Directions:
Reproduce each record exactly, leaving out no line.
--------------------------------
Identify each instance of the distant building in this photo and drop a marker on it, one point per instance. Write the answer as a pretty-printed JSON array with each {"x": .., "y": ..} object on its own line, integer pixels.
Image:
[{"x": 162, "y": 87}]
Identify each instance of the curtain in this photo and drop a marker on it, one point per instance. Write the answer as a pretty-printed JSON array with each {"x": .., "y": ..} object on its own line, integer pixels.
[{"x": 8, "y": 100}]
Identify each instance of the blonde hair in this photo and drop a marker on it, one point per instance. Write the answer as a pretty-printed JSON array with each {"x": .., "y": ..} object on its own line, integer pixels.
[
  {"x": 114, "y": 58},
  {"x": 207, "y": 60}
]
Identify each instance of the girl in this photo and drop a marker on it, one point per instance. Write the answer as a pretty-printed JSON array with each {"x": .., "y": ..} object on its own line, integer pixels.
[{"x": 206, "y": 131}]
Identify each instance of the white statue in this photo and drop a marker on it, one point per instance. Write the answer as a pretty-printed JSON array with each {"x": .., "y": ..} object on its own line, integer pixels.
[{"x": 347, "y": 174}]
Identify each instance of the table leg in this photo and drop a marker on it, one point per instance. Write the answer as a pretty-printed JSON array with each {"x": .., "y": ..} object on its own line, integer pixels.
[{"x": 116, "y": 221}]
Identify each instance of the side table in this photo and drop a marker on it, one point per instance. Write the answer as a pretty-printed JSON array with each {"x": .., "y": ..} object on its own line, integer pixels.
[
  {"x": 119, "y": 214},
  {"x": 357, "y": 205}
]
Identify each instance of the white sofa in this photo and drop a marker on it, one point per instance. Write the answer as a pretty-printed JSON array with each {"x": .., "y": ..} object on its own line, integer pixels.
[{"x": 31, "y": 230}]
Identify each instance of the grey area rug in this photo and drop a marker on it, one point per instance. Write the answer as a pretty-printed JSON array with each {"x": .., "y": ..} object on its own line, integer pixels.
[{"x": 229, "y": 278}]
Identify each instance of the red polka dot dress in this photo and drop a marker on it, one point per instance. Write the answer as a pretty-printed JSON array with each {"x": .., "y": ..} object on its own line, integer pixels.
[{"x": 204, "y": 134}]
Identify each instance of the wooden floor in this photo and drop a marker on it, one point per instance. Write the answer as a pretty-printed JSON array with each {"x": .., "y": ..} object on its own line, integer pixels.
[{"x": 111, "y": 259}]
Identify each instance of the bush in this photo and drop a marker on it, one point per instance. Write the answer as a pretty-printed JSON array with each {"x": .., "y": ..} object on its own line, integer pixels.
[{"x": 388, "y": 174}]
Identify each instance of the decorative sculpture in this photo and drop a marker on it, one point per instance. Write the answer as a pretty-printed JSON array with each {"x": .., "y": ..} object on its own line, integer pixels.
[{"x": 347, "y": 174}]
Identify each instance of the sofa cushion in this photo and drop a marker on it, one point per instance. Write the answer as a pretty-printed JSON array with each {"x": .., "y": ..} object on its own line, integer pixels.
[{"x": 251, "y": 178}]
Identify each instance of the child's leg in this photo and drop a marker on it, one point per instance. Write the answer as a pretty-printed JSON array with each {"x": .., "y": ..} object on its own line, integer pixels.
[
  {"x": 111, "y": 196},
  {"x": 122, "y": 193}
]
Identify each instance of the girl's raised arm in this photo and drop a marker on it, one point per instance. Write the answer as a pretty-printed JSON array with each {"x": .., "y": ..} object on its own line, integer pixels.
--------------------------------
Written solution:
Identify each instance of the distant building in this photo and drop a marker on it, one point per instance. Write the answer as a pretty-printed JSON array with each {"x": .., "y": ..} object on its own line, integer pixels.
Image:
[{"x": 162, "y": 87}]
Identify each instance of the curtain in this photo and drop a marker on it, one point per instance. Write the answer as a pretty-printed JSON array with each {"x": .., "y": ..} object on its own line, integer pixels.
[{"x": 8, "y": 100}]
Identify each instance of the blonde hair in this photo and drop a marker on it, one point per instance. Write the answer as a pretty-printed JSON array with each {"x": .., "y": ..} object on its own line, integer pixels.
[
  {"x": 114, "y": 58},
  {"x": 207, "y": 60}
]
Identify each instance of the girl in this photo and drop a marker on it, one point per instance. Write the answer as a pretty-printed JSON array with each {"x": .., "y": ..} object on its own line, integer pixels.
[{"x": 206, "y": 131}]
Identify each instance of the white statue in this photo and drop a marker on it, one point per instance. Write the answer as a pretty-printed JSON array with each {"x": .., "y": ..} object on its own line, integer pixels.
[{"x": 347, "y": 174}]
Identify each instance of the table leg in this photo and drop a marker on it, one point per instance. Write the answer as a pretty-printed JSON array with each {"x": .., "y": ..} object on its own line, integer pixels.
[{"x": 116, "y": 221}]
Identify each instance of the side table in this photo and drop a marker on it, one point per instance. Write the answer as a pretty-printed JSON array with each {"x": .., "y": ..} object on its own line, integer pixels.
[
  {"x": 119, "y": 214},
  {"x": 357, "y": 205}
]
Identify each instance of the white sofa in this photo and drop a marker on it, one point per instance. Write the answer as a pretty-printed JSON array with each {"x": .., "y": ..} object on its own line, integer pixels.
[{"x": 31, "y": 230}]
Identify each instance of the grey area rug in this photo and drop a marker on it, one point per instance. Write the answer as a pretty-printed JSON array with each {"x": .., "y": ..} object on its own line, integer pixels.
[{"x": 229, "y": 278}]
Identify each instance of the red polka dot dress in this photo and drop a marker on it, one point per instance. Write the answer as a pretty-printed JSON array with each {"x": .., "y": ..} object on its own line, integer pixels.
[{"x": 204, "y": 134}]
Identify each instance of the wooden floor in this photo and drop a marker on it, one point per instance. Write the answer as a pretty-printed JSON array with each {"x": .., "y": ..} object on its own line, integer pixels.
[{"x": 111, "y": 259}]
Identify each instance of the bush in this photo and drop a marker on it, one point per instance. Write the answer as a pretty-printed JSON array with each {"x": .., "y": ..} object on its own line, integer pixels.
[{"x": 388, "y": 174}]
Identify each instance of the decorative sculpture in this photo and drop a marker on it, one point per instance. Write the answer as a pretty-printed JSON array with each {"x": .., "y": ..} object on its own line, integer pixels.
[{"x": 347, "y": 174}]
Identify each instance of the sofa cushion in this photo and drop a marker on it, one point per instance. Write the answer as a pretty-printed JSON array with each {"x": .., "y": ..} object on its own line, integer pixels.
[{"x": 251, "y": 178}]
Identify each instance of the child's leg in this photo and drop a marker on it, one point per instance. Write the answer as a pretty-printed JSON array with each {"x": .., "y": ..} object on its own line, integer pixels.
[
  {"x": 111, "y": 196},
  {"x": 122, "y": 193}
]
Identify each instance of the girl's raised arm in this photo and drop a marker on it, one point per instance. Write the answer as a pretty-printed JSON array with each {"x": .., "y": ..} object on its own line, integer pixels.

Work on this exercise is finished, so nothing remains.